Problem description: What is needed is an exact copy of the entries below, from the line that contains "of the stalagmite" through the final line, both included, and nothing else.

Dataset entries:

::::

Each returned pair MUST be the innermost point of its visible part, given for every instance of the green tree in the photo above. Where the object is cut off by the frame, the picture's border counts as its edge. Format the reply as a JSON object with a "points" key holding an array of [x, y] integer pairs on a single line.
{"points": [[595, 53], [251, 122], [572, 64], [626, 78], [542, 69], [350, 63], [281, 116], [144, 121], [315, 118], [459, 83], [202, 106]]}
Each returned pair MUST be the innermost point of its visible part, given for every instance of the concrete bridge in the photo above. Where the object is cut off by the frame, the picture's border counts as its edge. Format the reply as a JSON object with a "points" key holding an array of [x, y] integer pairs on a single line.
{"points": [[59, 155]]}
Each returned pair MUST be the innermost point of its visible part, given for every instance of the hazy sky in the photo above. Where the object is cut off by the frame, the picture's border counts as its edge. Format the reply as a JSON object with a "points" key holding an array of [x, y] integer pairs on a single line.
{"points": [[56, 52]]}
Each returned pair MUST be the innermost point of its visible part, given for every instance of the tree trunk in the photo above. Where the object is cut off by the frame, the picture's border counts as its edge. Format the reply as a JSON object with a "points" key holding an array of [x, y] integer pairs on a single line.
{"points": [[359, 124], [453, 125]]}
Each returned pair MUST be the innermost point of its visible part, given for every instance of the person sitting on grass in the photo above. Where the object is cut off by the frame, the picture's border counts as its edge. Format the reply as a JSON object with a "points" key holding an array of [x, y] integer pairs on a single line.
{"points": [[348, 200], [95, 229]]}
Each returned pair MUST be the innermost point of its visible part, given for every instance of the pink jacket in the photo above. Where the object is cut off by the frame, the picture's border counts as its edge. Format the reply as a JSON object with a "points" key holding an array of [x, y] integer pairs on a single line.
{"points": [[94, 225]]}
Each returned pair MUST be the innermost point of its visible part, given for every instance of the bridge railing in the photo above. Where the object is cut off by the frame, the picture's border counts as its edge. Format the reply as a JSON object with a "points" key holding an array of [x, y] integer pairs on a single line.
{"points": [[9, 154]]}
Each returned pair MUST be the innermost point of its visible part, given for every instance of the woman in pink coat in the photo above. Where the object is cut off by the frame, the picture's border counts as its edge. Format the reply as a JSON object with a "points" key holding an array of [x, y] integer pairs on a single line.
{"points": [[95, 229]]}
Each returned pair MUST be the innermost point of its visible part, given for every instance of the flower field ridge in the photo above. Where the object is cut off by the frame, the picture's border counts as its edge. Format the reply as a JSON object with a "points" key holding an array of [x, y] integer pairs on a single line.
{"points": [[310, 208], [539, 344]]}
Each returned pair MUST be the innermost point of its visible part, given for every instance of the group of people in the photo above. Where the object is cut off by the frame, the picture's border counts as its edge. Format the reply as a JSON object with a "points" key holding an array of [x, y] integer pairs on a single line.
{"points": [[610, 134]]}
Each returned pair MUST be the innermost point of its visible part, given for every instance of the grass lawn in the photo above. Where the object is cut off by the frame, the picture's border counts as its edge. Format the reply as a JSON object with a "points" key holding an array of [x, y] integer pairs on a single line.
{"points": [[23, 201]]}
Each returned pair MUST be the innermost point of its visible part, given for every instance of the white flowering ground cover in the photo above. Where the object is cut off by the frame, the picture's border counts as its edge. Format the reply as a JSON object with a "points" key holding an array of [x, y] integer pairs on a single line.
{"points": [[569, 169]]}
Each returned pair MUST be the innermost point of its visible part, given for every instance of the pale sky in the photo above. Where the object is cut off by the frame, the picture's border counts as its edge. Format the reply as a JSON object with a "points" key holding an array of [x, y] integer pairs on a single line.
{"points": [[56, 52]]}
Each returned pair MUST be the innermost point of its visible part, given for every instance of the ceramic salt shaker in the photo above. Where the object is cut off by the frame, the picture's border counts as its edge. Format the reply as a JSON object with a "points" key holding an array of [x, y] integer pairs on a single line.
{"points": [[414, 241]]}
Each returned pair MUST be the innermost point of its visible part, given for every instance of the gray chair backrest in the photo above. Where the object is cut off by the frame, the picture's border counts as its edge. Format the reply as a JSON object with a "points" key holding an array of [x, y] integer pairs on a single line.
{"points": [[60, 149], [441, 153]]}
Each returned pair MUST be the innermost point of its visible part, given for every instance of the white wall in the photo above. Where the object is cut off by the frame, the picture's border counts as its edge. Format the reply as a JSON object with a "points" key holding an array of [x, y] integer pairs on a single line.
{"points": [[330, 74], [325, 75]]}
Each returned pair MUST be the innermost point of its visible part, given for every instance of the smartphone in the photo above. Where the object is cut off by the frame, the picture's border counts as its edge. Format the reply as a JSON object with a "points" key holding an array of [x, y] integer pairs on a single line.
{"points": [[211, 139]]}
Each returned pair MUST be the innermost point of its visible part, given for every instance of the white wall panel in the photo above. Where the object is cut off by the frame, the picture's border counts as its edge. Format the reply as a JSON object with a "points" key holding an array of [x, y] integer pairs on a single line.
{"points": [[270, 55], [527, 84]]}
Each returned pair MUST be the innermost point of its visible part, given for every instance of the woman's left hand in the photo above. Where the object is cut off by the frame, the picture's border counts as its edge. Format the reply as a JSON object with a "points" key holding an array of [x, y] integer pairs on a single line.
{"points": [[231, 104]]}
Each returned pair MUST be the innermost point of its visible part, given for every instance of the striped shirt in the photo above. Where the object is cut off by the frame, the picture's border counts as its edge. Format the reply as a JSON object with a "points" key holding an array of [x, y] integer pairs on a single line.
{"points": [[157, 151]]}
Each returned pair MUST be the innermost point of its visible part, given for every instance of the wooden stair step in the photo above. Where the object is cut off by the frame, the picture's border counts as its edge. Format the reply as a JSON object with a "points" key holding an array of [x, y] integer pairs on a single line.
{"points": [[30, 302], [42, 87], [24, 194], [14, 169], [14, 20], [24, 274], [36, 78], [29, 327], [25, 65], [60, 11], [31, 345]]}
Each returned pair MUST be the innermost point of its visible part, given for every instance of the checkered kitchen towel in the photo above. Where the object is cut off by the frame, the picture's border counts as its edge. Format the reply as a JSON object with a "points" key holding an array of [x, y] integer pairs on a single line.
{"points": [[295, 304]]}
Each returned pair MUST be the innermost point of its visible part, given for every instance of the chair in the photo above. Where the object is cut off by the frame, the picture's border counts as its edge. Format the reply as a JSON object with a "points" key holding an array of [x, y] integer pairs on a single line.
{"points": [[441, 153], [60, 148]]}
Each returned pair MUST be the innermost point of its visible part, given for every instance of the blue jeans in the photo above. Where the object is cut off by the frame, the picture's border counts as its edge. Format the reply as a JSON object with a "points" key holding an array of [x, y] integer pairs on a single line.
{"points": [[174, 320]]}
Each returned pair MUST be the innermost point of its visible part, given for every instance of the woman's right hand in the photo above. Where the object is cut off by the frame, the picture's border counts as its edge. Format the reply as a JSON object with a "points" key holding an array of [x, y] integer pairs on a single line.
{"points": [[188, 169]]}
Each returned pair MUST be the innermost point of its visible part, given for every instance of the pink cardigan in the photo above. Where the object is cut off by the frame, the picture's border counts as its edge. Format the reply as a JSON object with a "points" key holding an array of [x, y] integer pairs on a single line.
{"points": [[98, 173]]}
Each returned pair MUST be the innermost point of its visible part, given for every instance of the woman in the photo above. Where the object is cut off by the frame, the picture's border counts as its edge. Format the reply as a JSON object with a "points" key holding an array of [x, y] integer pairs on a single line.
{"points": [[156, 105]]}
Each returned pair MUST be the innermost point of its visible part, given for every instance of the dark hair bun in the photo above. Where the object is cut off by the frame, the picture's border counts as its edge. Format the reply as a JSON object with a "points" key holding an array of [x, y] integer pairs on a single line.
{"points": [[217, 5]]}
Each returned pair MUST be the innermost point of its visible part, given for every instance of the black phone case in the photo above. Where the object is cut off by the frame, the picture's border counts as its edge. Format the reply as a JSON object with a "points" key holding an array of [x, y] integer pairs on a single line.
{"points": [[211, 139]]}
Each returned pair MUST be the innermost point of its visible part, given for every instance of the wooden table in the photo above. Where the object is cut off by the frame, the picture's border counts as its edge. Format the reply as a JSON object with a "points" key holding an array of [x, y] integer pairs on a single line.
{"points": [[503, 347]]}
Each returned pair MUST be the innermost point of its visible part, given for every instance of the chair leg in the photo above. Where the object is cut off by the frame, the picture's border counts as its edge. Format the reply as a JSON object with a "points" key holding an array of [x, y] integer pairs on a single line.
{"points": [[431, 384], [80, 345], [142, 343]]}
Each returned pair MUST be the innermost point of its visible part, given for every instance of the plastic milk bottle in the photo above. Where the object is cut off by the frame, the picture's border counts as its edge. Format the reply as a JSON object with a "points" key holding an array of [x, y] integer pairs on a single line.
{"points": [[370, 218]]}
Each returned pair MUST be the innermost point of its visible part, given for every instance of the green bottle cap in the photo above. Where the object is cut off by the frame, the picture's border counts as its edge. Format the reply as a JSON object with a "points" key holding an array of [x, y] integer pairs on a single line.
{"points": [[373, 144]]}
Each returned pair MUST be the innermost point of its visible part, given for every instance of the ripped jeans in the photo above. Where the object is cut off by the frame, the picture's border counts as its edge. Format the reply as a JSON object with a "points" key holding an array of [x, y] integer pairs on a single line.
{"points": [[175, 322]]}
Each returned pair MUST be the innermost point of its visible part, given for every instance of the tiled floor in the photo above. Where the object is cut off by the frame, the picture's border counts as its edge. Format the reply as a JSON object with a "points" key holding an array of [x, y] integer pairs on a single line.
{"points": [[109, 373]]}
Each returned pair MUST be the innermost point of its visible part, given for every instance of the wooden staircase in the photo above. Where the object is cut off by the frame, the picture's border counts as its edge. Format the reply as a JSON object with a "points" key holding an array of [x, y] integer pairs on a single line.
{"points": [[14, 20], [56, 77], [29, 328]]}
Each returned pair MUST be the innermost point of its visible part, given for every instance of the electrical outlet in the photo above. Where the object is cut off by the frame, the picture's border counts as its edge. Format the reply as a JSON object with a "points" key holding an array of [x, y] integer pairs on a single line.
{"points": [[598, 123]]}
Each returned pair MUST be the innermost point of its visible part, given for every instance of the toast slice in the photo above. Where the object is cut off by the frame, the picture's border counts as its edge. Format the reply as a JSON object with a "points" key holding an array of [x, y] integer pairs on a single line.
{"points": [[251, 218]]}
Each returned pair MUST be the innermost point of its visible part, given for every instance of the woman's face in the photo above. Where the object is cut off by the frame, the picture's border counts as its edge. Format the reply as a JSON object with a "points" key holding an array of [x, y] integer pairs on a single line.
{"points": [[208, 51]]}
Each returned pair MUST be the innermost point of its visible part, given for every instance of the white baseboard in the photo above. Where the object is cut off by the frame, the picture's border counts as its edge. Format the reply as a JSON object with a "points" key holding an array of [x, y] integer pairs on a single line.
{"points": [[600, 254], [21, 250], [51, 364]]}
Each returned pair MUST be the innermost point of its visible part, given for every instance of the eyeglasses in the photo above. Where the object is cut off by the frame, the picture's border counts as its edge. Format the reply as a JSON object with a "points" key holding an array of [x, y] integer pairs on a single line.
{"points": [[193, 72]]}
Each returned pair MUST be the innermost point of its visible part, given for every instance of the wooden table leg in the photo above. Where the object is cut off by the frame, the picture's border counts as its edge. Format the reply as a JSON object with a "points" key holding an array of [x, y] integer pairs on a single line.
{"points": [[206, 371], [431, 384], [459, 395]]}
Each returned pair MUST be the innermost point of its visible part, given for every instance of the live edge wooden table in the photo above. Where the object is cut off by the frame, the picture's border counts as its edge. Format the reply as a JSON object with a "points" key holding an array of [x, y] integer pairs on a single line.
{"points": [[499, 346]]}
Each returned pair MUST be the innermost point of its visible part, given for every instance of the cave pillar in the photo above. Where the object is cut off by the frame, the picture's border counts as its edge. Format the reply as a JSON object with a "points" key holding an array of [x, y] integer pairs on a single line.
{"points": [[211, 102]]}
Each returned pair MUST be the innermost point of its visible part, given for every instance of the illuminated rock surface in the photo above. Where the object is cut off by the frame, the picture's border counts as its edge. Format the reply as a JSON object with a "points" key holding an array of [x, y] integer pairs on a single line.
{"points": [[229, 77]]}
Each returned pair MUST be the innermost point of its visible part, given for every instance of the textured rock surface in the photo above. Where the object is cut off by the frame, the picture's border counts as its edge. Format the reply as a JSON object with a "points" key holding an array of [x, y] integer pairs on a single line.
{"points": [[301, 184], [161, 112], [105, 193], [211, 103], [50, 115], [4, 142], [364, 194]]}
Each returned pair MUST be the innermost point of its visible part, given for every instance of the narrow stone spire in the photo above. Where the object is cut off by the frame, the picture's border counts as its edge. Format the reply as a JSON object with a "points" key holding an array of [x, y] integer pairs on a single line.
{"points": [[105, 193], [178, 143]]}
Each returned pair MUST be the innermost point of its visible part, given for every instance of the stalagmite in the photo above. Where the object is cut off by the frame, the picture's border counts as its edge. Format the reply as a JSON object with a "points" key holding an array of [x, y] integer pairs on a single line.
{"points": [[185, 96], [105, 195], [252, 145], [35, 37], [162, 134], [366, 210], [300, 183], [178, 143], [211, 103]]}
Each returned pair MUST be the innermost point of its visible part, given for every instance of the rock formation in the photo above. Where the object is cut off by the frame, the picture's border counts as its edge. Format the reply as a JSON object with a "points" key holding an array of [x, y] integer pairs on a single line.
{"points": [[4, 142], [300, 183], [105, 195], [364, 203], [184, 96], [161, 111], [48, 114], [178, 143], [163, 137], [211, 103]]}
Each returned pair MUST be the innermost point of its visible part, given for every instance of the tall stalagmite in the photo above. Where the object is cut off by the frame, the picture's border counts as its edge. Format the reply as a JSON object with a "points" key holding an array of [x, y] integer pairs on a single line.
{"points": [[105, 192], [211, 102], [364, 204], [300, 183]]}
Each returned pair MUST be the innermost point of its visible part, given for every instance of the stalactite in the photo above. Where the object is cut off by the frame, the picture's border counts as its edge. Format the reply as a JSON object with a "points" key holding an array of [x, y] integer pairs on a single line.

::::

Solution for this problem:
Each returned pair MUST be the innermost point of its visible part, given for every instance of the stalagmite in the photo above. Where the object is cut off by the frame, the picture's border counts as its edge. Format the reply as a JSON object with a "points" key holding an array of [x, y] integer pairs on a single line.
{"points": [[185, 96], [105, 195], [252, 145], [35, 37], [162, 134], [366, 210], [300, 183], [178, 143], [211, 103]]}
Each returned pair MUST be the innermost point of its visible part, given for every instance of the rock formation in the photo above. Where the object is cut off by the frame, the picture's border counts as its edge. Format the reply as a JSON object with a "points" key holding an array of [x, y] integer pairs on a single line.
{"points": [[4, 142], [300, 183], [105, 195], [364, 203], [184, 96], [161, 111], [48, 114], [178, 143], [163, 137], [211, 103]]}
Each returned pair MUST be the innermost point of its visible part, given for every instance of the tall stalagmite in the photo above. Where the object is cut off by the frame, the picture's border counts as its edge. Format the reply as a JSON object with a "points" key holding an array of [x, y] integer pairs on a single line.
{"points": [[105, 192], [211, 102], [364, 204], [300, 183]]}
Each returned pair MUST be the innermost point of its visible part, given for every instance of the stalactite in the photo above. Where the object is cut off by the frame, the picture's border counts as its edge. Format the reply as a JSON object with a "points" key holding an array of [x, y] integer pairs on a single line.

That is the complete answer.